In July 2019, Rafael Zaki was expelled from the Max Rady College of Medicine in Manitoba for refusing to change views he expressed about gun ownership and abortion on his personal Facebook page. According to the university, these posts constituted non-academic misconduct. Zaki, a Coptic Christian with strong pro-life views, emigrated from Egypt with his family to escape religious persecution. The students who complained about Zaki did so anonymously and said that he had made them feel “unsafe” on campus. Given the choice between sanctimonious tattle-tales and religious-minority refugees, the latter group likely has a better handle on how being unsafe truly feels.
Nonetheless, the university encouraged Zaki to write apology notes without allowing him to read the complaints himself. He was led to believe that this had resolved the matter. The university subsequently launched a formal investigation without Zaki’s knowledge, depriving him of the information necessary to defend himself. The University Discipline Committee, headed by Dr. Ira Ripstein, Associate Dean of Undergraduate Medical Education, found that Zaki had committed non-academic misconduct because his behavior was “misogynistic and hostile towards women” and had “a negative impact on the learning and work environment” at the university. No evidence for these claims was provided, beyond the complaints which Zaki was prevented from seeing. To satisfy the professional standards of the University Discipline Committee, Zaki would have had to change his beliefs to align with those of his pro-choice classmates.
One has to wonder whether the anti-Christian sentiment evinced at Max Rady College is not a bug but rather a feature of higher education in Canada. Other Christian students have recently been discriminated against after similar complaints have been leveled against them and their faith. In June 2020, Jonathan Bradley lost his job writing for his university’s paper because his Catholic faith made other students feel “unsafe.” Bradley wrote for The Eyeopener for three years while attending Ryerson University in Toronto. He was consistently praised by its editors, who recognized his potential as a promising journalist. Bradley received similar recognition elsewhere after being published in nationally circulated papers like the Financial Post and the National Post. In 2019, he was invited to participate in an episode of the long-running current affairs program “The Agenda with Steve Paikin.”

──────────────────────────────

→ **YOUR OBJECTIVE**: Reproduce the entire passage about Christian students disciplined at Canadian universities word for word.

→ **MATERIAL PROVIDED**:

──────────────────────────────

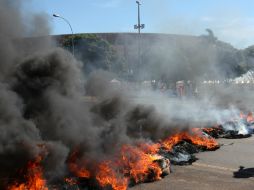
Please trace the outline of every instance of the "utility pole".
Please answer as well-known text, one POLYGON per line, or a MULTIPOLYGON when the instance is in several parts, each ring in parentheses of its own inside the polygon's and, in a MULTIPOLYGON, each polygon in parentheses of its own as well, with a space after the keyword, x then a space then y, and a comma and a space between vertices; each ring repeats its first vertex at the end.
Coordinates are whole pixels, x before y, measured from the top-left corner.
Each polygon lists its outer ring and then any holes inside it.
POLYGON ((72 33, 72 37, 71 37, 72 55, 73 55, 73 57, 75 57, 75 55, 74 55, 74 49, 75 49, 75 48, 74 48, 74 41, 73 41, 74 33, 73 33, 73 30, 72 30, 72 27, 71 27, 70 22, 69 22, 66 18, 60 16, 59 14, 53 14, 53 17, 61 18, 61 19, 63 19, 63 20, 69 25, 69 27, 70 27, 70 29, 71 29, 71 33, 72 33))
MULTIPOLYGON (((137 5, 138 5, 138 24, 134 25, 134 29, 138 30, 138 68, 141 66, 141 47, 140 47, 140 43, 141 43, 141 29, 145 28, 144 24, 140 24, 140 5, 141 3, 139 1, 136 1, 137 5)), ((139 70, 139 69, 138 69, 139 70)))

──────────────────────────────

→ **OUTPUT FOR THIS EXERCISE**:
In July 2019, Rafael Zaki was expelled from the Max Rady College of Medicine in Manitoba for refusing to change views he expressed about gun ownership and abortion on his personal Facebook page. According to the university, these posts constituted non-academic misconduct. Zaki, a Coptic Christian with strong pro-life views, emigrated from Egypt with his family to escape religious persecution. The students who complained about Zaki did so anonymously and said that he had made them feel “unsafe” on campus. Given the choice between sanctimonious tattle-tales and religious-minority refugees, the latter group likely has a better handle on how being unsafe truly feels.
Nonetheless, the university encouraged Zaki to write apology notes without allowing him to read the complaints himself. He was led to believe that this had resolved the matter. The university subsequently launched a formal investigation without Zaki’s knowledge, depriving him of the information necessary to defend himself. The University Discipline Committee, headed by Dr. Ira Ripstein, Associate Dean of Undergraduate Medical Education, found that Zaki had committed non-academic misconduct because his behavior was “misogynistic and hostile towards women” and had “a negative impact on the learning and work environment” at the university. No evidence for these claims was provided, beyond the complaints which Zaki was prevented from seeing. To satisfy the professional standards of the University Discipline Committee, Zaki would have had to change his beliefs to align with those of his pro-choice classmates.
One has to wonder whether the anti-Christian sentiment evinced at Max Rady College is not a bug but rather a feature of higher education in Canada. Other Christian students have recently been discriminated against after similar complaints have been leveled against them and their faith. In June 2020, Jonathan Bradley lost his job writing for his university’s paper because his Catholic faith made other students feel “unsafe.” Bradley wrote for The Eyeopener for three years while attending Ryerson University in Toronto. He was consistently praised by its editors, who recognized his potential as a promising journalist. Bradley received similar recognition elsewhere after being published in nationally circulated papers like the Financial Post and the National Post. In 2019, he was invited to participate in an episode of the long-running current affairs program “The Agenda with Steve Paikin.”